::: Entries provided :::

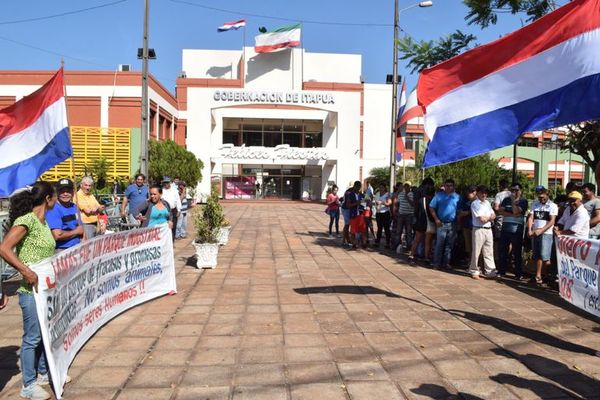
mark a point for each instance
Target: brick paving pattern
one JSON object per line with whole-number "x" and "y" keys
{"x": 289, "y": 314}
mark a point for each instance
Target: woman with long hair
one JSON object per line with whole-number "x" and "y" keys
{"x": 155, "y": 211}
{"x": 333, "y": 209}
{"x": 32, "y": 240}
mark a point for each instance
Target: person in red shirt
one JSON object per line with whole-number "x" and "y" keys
{"x": 333, "y": 209}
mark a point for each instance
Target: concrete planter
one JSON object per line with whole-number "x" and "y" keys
{"x": 206, "y": 254}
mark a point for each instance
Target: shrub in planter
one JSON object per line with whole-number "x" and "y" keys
{"x": 207, "y": 248}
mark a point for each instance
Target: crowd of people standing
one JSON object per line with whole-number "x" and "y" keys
{"x": 45, "y": 219}
{"x": 436, "y": 226}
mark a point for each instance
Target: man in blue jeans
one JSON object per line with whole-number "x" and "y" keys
{"x": 443, "y": 207}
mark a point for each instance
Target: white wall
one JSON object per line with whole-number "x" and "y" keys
{"x": 209, "y": 64}
{"x": 325, "y": 67}
{"x": 377, "y": 126}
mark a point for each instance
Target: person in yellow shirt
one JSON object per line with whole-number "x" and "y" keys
{"x": 89, "y": 207}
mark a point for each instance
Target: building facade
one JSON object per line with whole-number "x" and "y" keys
{"x": 282, "y": 125}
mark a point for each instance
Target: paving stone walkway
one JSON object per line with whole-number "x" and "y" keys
{"x": 289, "y": 314}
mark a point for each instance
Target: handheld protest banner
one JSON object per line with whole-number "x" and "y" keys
{"x": 84, "y": 287}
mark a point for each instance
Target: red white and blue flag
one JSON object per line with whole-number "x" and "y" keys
{"x": 401, "y": 108}
{"x": 544, "y": 75}
{"x": 34, "y": 136}
{"x": 227, "y": 26}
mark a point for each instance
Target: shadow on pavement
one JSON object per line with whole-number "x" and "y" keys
{"x": 439, "y": 392}
{"x": 550, "y": 296}
{"x": 8, "y": 364}
{"x": 580, "y": 385}
{"x": 346, "y": 289}
{"x": 532, "y": 334}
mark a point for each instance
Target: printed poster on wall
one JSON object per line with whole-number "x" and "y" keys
{"x": 82, "y": 288}
{"x": 578, "y": 266}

:::

Repeat the entries exactly and keep the pictures out of the copy.

→ **Full response**:
mark a point for each instance
Target: brick paving pattern
one JSON object per line with whole-number "x" and "y" keys
{"x": 289, "y": 314}
mark a point for each instance
Target: woman with long hair
one JSON object per line with whole-number "x" and "y" keys
{"x": 155, "y": 211}
{"x": 333, "y": 209}
{"x": 32, "y": 240}
mark a point for each instance
Target: person in red shirt
one JSON object per line with whole-number "x" and "y" keys
{"x": 333, "y": 209}
mark a point for each instance
Target: concrete planter
one JSON object per line with whole-number "x" and "y" keys
{"x": 206, "y": 254}
mark a point for each instance
Target: shrub in planter
one JSON object per line with whole-number "x" and "y" keys
{"x": 207, "y": 248}
mark a point for each instance
Target: crowd of people standing
one JSON object per line with whole-number "x" and "y" keys
{"x": 45, "y": 219}
{"x": 436, "y": 226}
mark a point for each instance
Target: man in blue jeans
one JSON object per line with whole-number "x" and "y" keys
{"x": 443, "y": 207}
mark a point for each instance
Target: white wall
one JSON object per line with whole-number "x" and "y" keys
{"x": 209, "y": 64}
{"x": 325, "y": 67}
{"x": 377, "y": 126}
mark a point for each instance
Target: person in yellow shirt
one JSON object per line with whole-number "x" and "y" keys
{"x": 89, "y": 207}
mark a point for each instance
Target: building facade
one JSON object per line with whole-number "x" and "y" keys
{"x": 282, "y": 125}
mark a point for each instance
Target: paving stone walkway
one JSON object per line with whole-number "x" and "y" keys
{"x": 289, "y": 314}
mark a point for each instance
Target: handheld protest banner
one JSON object per line with whole-number "x" and "y" keys
{"x": 84, "y": 287}
mark a point for each instance
Target: red white and blue flag
one JSON object per line with whole-number "x" and "y" keys
{"x": 401, "y": 108}
{"x": 544, "y": 75}
{"x": 34, "y": 136}
{"x": 227, "y": 26}
mark a point for each instance
Target: shadow on pavement
one JSON object per line with whole-number "x" and "y" keys
{"x": 439, "y": 392}
{"x": 550, "y": 296}
{"x": 8, "y": 364}
{"x": 580, "y": 385}
{"x": 346, "y": 289}
{"x": 532, "y": 334}
mark a point for each instance
Target: printed poster on wall
one JSON object per line with whole-number "x" and "y" keys
{"x": 82, "y": 288}
{"x": 578, "y": 266}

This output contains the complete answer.